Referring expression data
┌──

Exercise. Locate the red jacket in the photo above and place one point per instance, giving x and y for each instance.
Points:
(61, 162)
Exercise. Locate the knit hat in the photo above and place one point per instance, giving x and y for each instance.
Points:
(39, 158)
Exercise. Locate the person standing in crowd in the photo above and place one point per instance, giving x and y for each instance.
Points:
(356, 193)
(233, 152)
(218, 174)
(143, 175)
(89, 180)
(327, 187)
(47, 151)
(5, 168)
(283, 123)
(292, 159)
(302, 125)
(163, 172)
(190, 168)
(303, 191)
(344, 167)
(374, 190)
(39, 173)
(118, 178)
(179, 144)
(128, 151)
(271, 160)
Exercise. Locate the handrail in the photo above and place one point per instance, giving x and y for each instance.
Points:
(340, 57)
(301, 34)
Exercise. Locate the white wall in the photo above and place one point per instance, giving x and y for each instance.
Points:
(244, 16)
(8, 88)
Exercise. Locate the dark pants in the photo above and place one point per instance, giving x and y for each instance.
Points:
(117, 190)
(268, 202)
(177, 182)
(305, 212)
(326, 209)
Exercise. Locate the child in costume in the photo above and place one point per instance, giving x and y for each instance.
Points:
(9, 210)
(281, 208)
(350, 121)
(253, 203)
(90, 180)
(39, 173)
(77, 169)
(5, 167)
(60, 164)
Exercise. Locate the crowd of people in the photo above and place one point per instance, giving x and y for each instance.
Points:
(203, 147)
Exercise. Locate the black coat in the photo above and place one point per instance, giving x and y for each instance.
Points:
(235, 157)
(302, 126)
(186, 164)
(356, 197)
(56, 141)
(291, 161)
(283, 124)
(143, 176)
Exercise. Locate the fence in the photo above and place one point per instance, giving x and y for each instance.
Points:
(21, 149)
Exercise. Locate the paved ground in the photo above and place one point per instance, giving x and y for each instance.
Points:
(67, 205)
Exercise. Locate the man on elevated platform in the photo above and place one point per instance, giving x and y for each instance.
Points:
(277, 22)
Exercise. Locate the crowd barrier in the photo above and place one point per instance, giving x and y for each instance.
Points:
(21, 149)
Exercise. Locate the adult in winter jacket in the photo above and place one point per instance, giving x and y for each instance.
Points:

└──

» Work task
All lines from the top of the data through the line containing "Exercise. Locate the person" need to be retyped exactly, and nothing more.

» Solved exercise
Exercise. Locate the red jacket in the photo above and place one point per instance, giving x and y for each instance.
Points:
(61, 162)
Exercise. Locate the knit hat in the photo above and place one point per instance, giving x and y for each instance.
Points:
(39, 158)
Exercise. Locate the person standing in crowd in the photo above and place one point per instance, giving x and y for each instance.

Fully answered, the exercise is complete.